**SOURCE**
------------------------------------------------
Cette coopérative située dans le 18e arrondissement de Paris, proposera une nouvelle façon de faire ses courses. Contre un peu de leur temps, les membres de la coopérative et les salariés vont assurer les tâches nécessaires au bon fonctionnement du magasin comme la caisse, la gestion du stock, le nettoyage. Les économies ainsi réalisées permettent de réduire les marges et de proposer des prix très abordables sur des produits de qualité, qui seraient beaucoup plus onéreux sur le circuit de distribution classique. La coopérative à but non-lucratif est gérée comme une tontine, directement par ses membres-coopérateurs. A l’origine du projet, une campagne de crowdfunding. C’est notamment grâce à la plateforme Kisskissbankbank que la Louve est parvenue à collecter 157 000 euros. D’ici son ouverture officielle à la fin de l’année, la coopérative devrait compter 2 000 membres, organisés en 14 groupes de travail distincts dans ses locaux de 1 500 m².
Une initiative inédite en France, inspirée et soutenue par la Park Slope Food Coop.
La Park Slope Food Coop de New York, c’est le plus grand supermarché coopératif des États-Unis, un des plus anciens aussi, avec 40 ans d’existence et plus de 16 000 membres. De quoi faire rêver et inspirer la petite Louve parisienne. Ce n’est donc pas un hasard si on trouve deux américains, Tom Boothe et Brian Horihan, à l’origine du projet. En 2011, ils fondent un groupement d’achats et une association « Les Amis de La Louve » préfiguration du futur supermarché coopératif du même nom.
La principale différence avec le projet américain ? Le soutien des partenaires institutionnels.
------------------------------------------------
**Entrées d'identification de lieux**
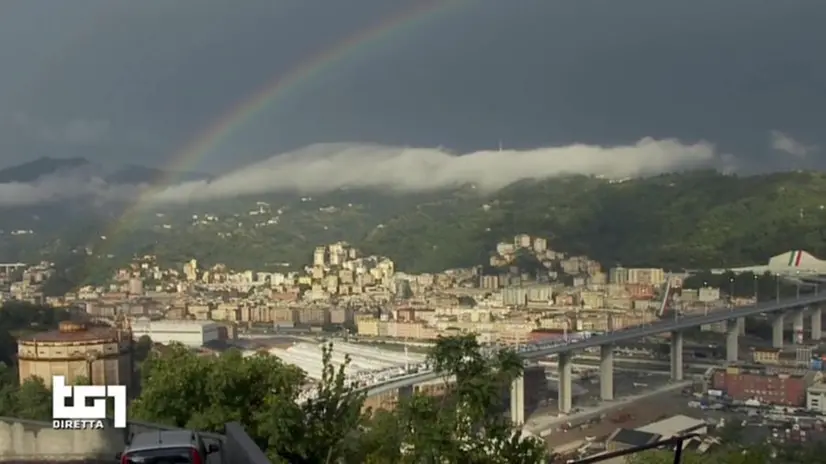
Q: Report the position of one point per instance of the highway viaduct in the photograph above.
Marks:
(798, 307)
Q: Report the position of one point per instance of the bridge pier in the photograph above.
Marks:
(797, 325)
(777, 331)
(518, 401)
(564, 370)
(817, 322)
(732, 344)
(606, 372)
(405, 392)
(676, 356)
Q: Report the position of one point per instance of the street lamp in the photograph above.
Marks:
(756, 287)
(798, 284)
(777, 284)
(91, 357)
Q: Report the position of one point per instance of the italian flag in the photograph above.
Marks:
(794, 258)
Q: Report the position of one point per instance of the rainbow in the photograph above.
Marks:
(240, 114)
(282, 86)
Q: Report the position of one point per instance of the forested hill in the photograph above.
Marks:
(686, 220)
(677, 221)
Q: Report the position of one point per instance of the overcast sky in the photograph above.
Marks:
(134, 81)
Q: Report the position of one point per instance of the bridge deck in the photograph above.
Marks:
(665, 325)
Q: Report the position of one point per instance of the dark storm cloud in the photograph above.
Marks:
(546, 73)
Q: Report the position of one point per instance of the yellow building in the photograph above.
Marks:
(102, 355)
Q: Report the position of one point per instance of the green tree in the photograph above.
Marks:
(182, 389)
(34, 400)
(467, 424)
(142, 348)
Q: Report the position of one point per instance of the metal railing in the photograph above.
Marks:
(675, 444)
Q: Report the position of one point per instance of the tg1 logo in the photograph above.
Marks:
(79, 415)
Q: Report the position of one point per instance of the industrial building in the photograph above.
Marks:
(782, 387)
(186, 332)
(816, 397)
(673, 426)
(101, 355)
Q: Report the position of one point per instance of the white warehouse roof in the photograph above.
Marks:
(165, 325)
(674, 425)
(363, 359)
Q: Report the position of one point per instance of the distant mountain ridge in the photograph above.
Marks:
(130, 174)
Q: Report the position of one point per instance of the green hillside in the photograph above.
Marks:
(685, 220)
(690, 220)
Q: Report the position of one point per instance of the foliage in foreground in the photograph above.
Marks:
(467, 425)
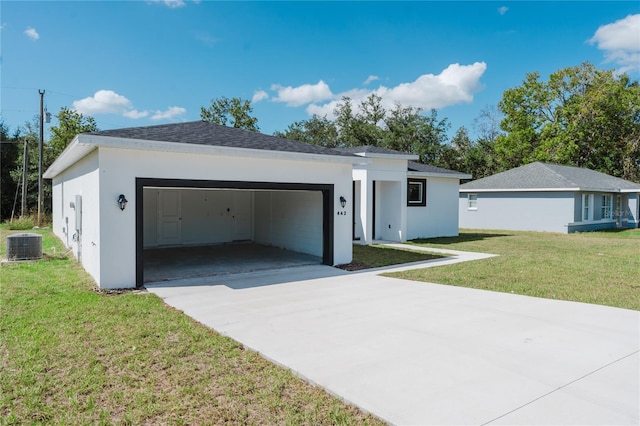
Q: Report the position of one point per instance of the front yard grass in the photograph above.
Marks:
(72, 355)
(596, 267)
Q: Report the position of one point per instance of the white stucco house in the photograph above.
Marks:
(549, 197)
(398, 199)
(119, 192)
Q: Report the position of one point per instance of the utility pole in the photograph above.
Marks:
(40, 189)
(25, 163)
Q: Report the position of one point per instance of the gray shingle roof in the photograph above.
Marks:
(550, 176)
(206, 133)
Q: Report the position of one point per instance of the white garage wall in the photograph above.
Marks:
(290, 219)
(439, 218)
(120, 167)
(80, 180)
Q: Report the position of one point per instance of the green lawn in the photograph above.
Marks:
(72, 355)
(596, 267)
(375, 256)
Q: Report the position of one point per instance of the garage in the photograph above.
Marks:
(202, 228)
(194, 187)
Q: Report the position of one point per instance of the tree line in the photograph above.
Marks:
(579, 116)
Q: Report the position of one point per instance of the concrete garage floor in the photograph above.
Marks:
(416, 353)
(172, 263)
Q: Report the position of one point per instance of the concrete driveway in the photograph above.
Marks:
(427, 354)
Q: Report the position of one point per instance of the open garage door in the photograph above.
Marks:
(257, 221)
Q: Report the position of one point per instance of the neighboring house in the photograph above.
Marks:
(549, 197)
(397, 199)
(198, 183)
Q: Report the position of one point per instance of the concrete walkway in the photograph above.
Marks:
(427, 354)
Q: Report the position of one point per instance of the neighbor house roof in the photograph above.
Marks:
(550, 177)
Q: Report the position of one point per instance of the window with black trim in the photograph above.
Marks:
(416, 192)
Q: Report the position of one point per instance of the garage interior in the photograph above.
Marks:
(199, 230)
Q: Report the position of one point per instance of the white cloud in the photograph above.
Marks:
(455, 84)
(206, 38)
(31, 33)
(171, 112)
(135, 114)
(296, 96)
(173, 4)
(620, 42)
(103, 102)
(259, 95)
(370, 79)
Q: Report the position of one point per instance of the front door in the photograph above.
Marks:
(169, 220)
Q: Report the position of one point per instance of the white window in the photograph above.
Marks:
(607, 204)
(472, 201)
(587, 210)
(417, 192)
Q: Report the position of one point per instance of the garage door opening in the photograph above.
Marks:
(188, 228)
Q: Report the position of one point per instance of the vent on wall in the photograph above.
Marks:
(24, 247)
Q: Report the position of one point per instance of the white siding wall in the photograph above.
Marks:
(529, 211)
(120, 167)
(439, 218)
(80, 180)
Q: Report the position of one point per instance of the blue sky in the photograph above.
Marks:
(138, 63)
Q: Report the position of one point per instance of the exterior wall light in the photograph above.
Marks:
(343, 201)
(122, 201)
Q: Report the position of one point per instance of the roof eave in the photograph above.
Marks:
(83, 144)
(387, 156)
(575, 189)
(439, 175)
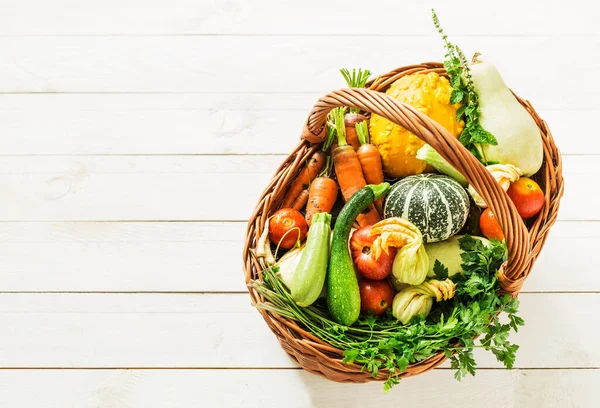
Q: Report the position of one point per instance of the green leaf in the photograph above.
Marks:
(456, 96)
(441, 272)
(389, 383)
(402, 363)
(460, 112)
(455, 80)
(350, 356)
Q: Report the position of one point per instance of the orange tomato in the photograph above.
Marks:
(286, 227)
(489, 225)
(527, 196)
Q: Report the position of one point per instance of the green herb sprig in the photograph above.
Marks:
(356, 79)
(457, 67)
(383, 343)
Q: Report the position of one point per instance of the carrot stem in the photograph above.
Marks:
(362, 131)
(340, 126)
(357, 79)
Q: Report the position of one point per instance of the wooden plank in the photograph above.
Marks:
(212, 64)
(133, 17)
(205, 257)
(90, 124)
(218, 330)
(265, 388)
(206, 188)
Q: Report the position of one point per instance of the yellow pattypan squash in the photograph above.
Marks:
(428, 93)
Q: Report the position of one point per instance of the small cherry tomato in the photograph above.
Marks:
(286, 227)
(375, 295)
(527, 196)
(368, 266)
(489, 225)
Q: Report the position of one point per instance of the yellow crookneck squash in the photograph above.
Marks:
(428, 93)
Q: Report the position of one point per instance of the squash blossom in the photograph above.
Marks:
(411, 262)
(418, 300)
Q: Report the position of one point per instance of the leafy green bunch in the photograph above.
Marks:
(463, 92)
(382, 342)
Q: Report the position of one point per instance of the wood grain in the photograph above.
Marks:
(178, 257)
(238, 123)
(189, 17)
(266, 388)
(223, 330)
(167, 188)
(148, 64)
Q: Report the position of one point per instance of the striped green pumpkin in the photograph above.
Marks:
(436, 204)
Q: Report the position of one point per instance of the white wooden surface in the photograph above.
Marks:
(135, 137)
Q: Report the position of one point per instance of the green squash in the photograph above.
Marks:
(435, 203)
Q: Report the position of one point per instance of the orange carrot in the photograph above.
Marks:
(370, 160)
(349, 172)
(322, 195)
(300, 202)
(313, 167)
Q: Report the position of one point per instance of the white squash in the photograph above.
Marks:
(519, 139)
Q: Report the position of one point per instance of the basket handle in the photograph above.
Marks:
(432, 133)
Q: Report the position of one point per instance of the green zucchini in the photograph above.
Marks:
(309, 278)
(343, 296)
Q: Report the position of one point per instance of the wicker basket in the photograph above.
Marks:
(524, 243)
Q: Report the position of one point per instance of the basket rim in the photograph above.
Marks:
(316, 355)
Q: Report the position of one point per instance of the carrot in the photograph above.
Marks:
(357, 79)
(313, 167)
(348, 170)
(322, 194)
(300, 202)
(370, 160)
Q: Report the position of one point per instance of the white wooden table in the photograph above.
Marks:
(136, 136)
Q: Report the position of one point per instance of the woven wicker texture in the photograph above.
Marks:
(524, 242)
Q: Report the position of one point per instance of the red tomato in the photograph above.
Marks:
(527, 196)
(375, 295)
(368, 266)
(286, 227)
(489, 225)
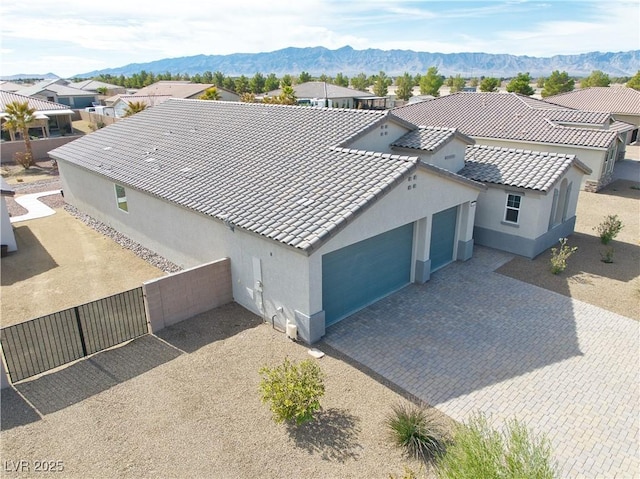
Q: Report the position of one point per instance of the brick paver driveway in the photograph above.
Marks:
(474, 340)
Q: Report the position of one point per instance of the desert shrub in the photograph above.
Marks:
(294, 390)
(609, 228)
(415, 430)
(560, 255)
(480, 451)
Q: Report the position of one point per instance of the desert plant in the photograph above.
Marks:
(294, 390)
(609, 228)
(415, 430)
(480, 451)
(607, 255)
(560, 255)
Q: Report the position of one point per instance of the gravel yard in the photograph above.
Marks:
(198, 414)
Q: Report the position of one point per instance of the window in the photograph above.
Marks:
(513, 208)
(121, 198)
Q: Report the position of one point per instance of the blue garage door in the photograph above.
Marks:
(362, 273)
(443, 234)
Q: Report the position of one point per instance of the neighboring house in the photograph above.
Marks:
(184, 89)
(58, 91)
(95, 85)
(120, 103)
(10, 86)
(510, 120)
(623, 104)
(531, 198)
(50, 117)
(317, 213)
(317, 93)
(8, 238)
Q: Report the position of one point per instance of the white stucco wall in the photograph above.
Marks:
(432, 193)
(8, 236)
(535, 208)
(189, 239)
(593, 158)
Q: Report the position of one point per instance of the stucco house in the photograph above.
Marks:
(49, 116)
(58, 91)
(623, 104)
(8, 238)
(509, 120)
(184, 89)
(531, 199)
(318, 93)
(120, 103)
(318, 214)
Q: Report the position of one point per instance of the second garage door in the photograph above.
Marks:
(359, 274)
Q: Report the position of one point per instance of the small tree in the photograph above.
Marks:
(521, 84)
(431, 82)
(609, 228)
(294, 390)
(381, 85)
(457, 83)
(597, 78)
(404, 85)
(560, 255)
(557, 83)
(18, 117)
(634, 82)
(134, 107)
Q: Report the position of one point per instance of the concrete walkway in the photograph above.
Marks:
(474, 340)
(35, 208)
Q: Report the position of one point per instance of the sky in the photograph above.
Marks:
(69, 37)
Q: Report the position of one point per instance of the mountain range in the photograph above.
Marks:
(346, 60)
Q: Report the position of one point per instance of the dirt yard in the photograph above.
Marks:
(61, 263)
(197, 413)
(614, 286)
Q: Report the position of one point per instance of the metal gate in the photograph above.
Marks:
(50, 341)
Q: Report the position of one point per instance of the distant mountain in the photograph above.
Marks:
(319, 60)
(30, 76)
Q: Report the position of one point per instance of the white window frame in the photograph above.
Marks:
(121, 199)
(509, 208)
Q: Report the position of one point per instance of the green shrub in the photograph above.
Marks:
(294, 390)
(478, 451)
(607, 255)
(609, 228)
(416, 431)
(560, 255)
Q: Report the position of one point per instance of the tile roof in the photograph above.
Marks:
(429, 138)
(93, 85)
(175, 89)
(316, 89)
(270, 169)
(518, 168)
(36, 103)
(58, 89)
(506, 116)
(610, 99)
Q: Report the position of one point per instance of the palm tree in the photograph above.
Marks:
(135, 107)
(18, 117)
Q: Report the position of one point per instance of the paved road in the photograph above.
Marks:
(474, 340)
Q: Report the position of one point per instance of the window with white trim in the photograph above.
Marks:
(512, 212)
(121, 198)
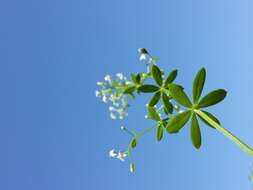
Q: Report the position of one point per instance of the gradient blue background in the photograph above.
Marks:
(54, 133)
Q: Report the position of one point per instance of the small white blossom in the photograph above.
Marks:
(112, 115)
(121, 156)
(113, 153)
(113, 98)
(107, 78)
(144, 57)
(100, 83)
(112, 108)
(104, 99)
(120, 76)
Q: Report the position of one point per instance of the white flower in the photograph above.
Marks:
(113, 153)
(121, 156)
(112, 115)
(144, 57)
(112, 108)
(120, 76)
(100, 83)
(104, 99)
(108, 78)
(113, 98)
(98, 94)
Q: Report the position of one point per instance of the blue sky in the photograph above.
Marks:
(55, 134)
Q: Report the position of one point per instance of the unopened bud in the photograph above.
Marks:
(142, 51)
(132, 168)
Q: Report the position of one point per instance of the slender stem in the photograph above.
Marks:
(225, 132)
(144, 132)
(128, 131)
(137, 137)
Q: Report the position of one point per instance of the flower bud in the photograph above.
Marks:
(132, 168)
(142, 51)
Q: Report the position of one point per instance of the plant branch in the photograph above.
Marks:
(225, 132)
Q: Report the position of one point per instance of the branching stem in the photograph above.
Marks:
(225, 132)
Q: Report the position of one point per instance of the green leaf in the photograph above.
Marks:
(153, 101)
(157, 75)
(159, 133)
(129, 90)
(179, 95)
(171, 77)
(178, 121)
(212, 98)
(152, 114)
(211, 116)
(147, 88)
(198, 84)
(133, 143)
(166, 102)
(195, 132)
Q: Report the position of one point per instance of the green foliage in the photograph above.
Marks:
(159, 133)
(178, 121)
(148, 88)
(165, 113)
(195, 132)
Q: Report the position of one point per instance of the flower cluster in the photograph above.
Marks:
(164, 106)
(111, 90)
(119, 155)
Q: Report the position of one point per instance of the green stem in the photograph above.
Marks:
(137, 137)
(144, 132)
(225, 132)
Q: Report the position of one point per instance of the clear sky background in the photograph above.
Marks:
(54, 133)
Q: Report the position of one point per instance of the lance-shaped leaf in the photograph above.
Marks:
(130, 89)
(179, 95)
(211, 116)
(195, 132)
(212, 98)
(157, 75)
(152, 114)
(159, 133)
(198, 84)
(167, 105)
(133, 78)
(138, 78)
(171, 77)
(133, 143)
(153, 101)
(178, 121)
(147, 88)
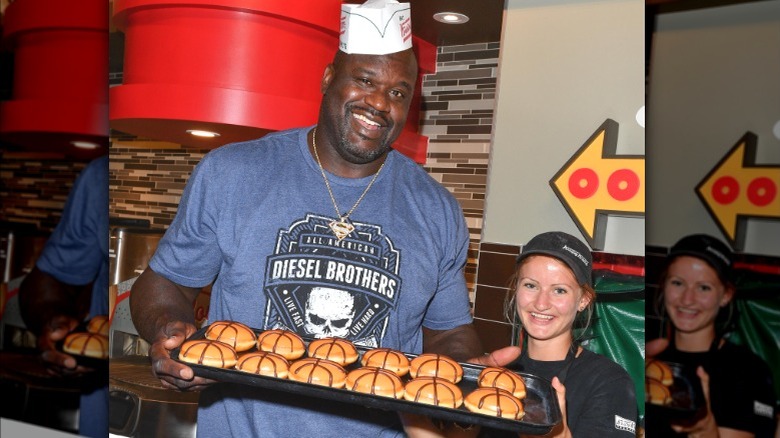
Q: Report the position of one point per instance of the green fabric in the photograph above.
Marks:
(618, 327)
(758, 328)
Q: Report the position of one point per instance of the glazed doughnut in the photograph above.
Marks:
(338, 350)
(98, 324)
(235, 334)
(660, 371)
(376, 381)
(318, 372)
(283, 342)
(495, 402)
(436, 365)
(264, 363)
(389, 359)
(657, 393)
(434, 391)
(207, 352)
(495, 377)
(86, 344)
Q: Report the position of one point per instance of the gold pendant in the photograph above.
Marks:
(341, 228)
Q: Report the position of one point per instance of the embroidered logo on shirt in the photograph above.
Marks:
(320, 286)
(625, 424)
(762, 409)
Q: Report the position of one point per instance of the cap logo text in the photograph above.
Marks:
(576, 254)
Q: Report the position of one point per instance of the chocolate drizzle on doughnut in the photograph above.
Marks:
(261, 360)
(209, 350)
(430, 389)
(494, 377)
(375, 381)
(227, 332)
(494, 397)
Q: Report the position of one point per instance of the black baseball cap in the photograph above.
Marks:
(564, 247)
(708, 248)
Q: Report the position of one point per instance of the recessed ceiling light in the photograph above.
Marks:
(202, 133)
(84, 144)
(451, 17)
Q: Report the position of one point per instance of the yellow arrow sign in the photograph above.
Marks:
(596, 183)
(737, 189)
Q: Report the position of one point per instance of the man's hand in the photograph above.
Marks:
(172, 374)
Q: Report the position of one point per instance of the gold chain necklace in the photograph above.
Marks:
(341, 228)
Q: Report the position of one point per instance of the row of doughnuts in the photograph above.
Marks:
(433, 377)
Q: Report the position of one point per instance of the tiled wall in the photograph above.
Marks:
(458, 108)
(146, 179)
(34, 188)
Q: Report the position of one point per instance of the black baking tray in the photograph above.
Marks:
(542, 412)
(687, 405)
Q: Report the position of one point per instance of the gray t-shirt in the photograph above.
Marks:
(255, 215)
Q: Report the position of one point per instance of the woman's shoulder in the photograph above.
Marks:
(600, 365)
(740, 357)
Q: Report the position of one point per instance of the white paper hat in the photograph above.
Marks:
(377, 27)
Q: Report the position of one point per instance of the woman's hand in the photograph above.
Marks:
(562, 430)
(706, 427)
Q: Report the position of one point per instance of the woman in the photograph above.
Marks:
(696, 292)
(552, 289)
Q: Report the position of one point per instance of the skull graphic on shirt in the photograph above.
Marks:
(329, 312)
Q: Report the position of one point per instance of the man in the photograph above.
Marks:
(316, 230)
(70, 282)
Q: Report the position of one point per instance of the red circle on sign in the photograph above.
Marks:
(623, 184)
(725, 190)
(762, 191)
(583, 183)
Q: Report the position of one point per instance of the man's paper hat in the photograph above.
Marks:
(377, 27)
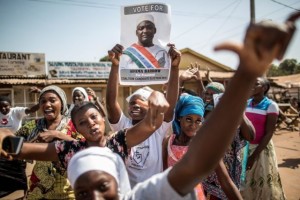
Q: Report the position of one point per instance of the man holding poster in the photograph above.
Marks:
(145, 54)
(145, 59)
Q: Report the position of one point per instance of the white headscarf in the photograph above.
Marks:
(83, 91)
(102, 159)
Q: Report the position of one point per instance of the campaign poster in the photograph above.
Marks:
(145, 33)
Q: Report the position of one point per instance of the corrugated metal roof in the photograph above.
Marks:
(287, 81)
(18, 81)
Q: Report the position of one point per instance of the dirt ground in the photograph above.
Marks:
(287, 145)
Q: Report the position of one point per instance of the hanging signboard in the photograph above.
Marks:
(79, 70)
(22, 64)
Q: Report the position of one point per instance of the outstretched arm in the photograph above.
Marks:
(113, 108)
(173, 88)
(256, 54)
(30, 151)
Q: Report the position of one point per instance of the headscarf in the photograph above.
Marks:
(102, 159)
(41, 124)
(216, 87)
(187, 105)
(144, 92)
(61, 94)
(83, 91)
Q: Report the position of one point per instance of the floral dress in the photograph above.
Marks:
(48, 179)
(175, 153)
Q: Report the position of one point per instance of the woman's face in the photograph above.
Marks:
(96, 185)
(190, 124)
(90, 124)
(4, 107)
(138, 107)
(50, 105)
(78, 97)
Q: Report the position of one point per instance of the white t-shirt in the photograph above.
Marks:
(13, 120)
(158, 188)
(145, 159)
(158, 52)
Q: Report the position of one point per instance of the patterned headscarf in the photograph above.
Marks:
(187, 105)
(83, 91)
(61, 94)
(216, 87)
(41, 124)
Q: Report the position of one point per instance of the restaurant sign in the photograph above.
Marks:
(79, 70)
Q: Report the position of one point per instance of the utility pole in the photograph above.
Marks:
(252, 11)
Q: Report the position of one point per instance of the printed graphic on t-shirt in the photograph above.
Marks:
(4, 121)
(139, 157)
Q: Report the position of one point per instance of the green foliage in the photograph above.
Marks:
(286, 67)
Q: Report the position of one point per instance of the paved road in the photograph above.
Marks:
(287, 145)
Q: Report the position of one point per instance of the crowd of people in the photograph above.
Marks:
(213, 144)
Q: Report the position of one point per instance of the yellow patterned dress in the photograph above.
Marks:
(48, 179)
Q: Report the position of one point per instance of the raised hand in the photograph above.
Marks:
(115, 53)
(190, 73)
(4, 132)
(158, 106)
(175, 55)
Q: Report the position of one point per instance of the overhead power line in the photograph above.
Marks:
(286, 5)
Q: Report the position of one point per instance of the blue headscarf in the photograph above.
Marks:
(187, 105)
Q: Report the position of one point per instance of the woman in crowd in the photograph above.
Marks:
(226, 179)
(145, 158)
(12, 173)
(48, 179)
(89, 121)
(189, 112)
(262, 177)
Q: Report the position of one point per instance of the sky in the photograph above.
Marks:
(84, 30)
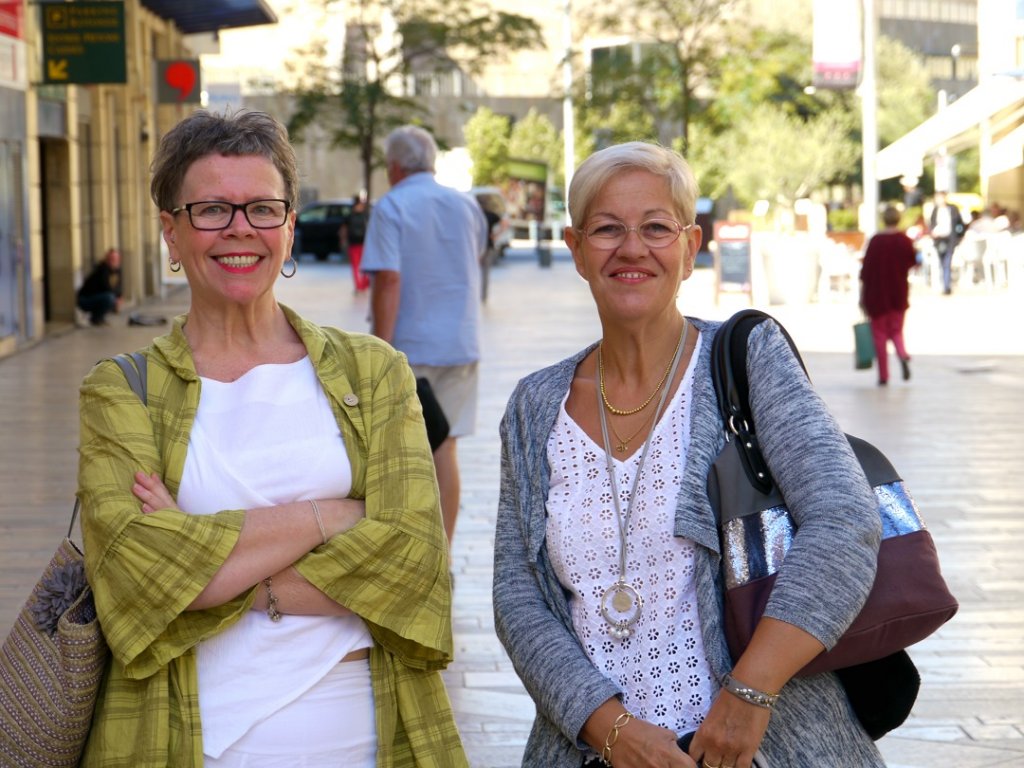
------------------------------------------------
**CONSIGNES**
1 - Répondez aux questions suivantes à partir du texte sur la coopérative La Louve :
(a) Quelle somme la Louve est-elle parvenue à collecter par le financement participatif ?
(b) Combien de membres la Park Slope Food Coop compte-t-elle ?
(c) En quelle année Tom Boothe et Brian Horihan fondent-ils un groupement d'achats ?
2 - Reproduisez fidèlement le passage du texte sur la coopérative La Louve qui commence aux mots « Une initiative inédite » et s'achève après les mots « des partenaires institutionnels. ».
3 - Poursuivez le texte sur la coopérative La Louve à partir de sa dernière phrase.
Ce matériel est sans rapport avec le texte sur la coopérative La Louve.

**RÉPONSES AUX CONSIGNES**
1 -
(a) 157 000 euros.
(b) Plus de 16 000 membres.
(c) En 2011.

2 -
Une initiative inédite en France, inspirée et soutenue par la Park Slope Food Coop.
La Park Slope Food Coop de New York, c’est le plus grand supermarché coopératif des États-Unis, un des plus anciens aussi, avec 40 ans d’existence et plus de 16 000 membres. De quoi faire rêver et inspirer la petite Louve parisienne. Ce n’est donc pas un hasard si on trouve deux américains, Tom Boothe et Brian Horihan, à l’origine du projet. En 2011, ils fondent un groupement d’achats et une association « Les Amis de La Louve » préfiguration du futur supermarché coopératif du même nom.
La principale différence avec le projet américain ? Le soutien des partenaires institutionnels.

3 -
En 2012, la Louve gagne des adhérents et se forge une réputation. La Mairie du 18ème arrondissement et la ville de Paris misent rapidement sur le projet. Un local flambant neuf rue de la Goutte d’Or et une campagne de fundraising plus tard, le succès est au rendez-vous. Énième initiative bobo sans lendemain ? Pas vraiment. L’engagement social de la Louve est au cœur du projet coopératif : proposer une alimentation de qualité à prix réduit, tout en favorisant les producteurs locaux, les circuits courts et les produits de saison. La démarche se veut éthique mais pas au détriment de la qualité : l’excellence des produits sélectionnés est possible grâce à une exigence gustative, nutritionnelle et sanitaire élevée. L’initiative promeut le développement d’une agriculture durable, à la fois favorable aux paysans et respectueuse de l’environnement. La coopérative veut trouver sa place dans le quartier.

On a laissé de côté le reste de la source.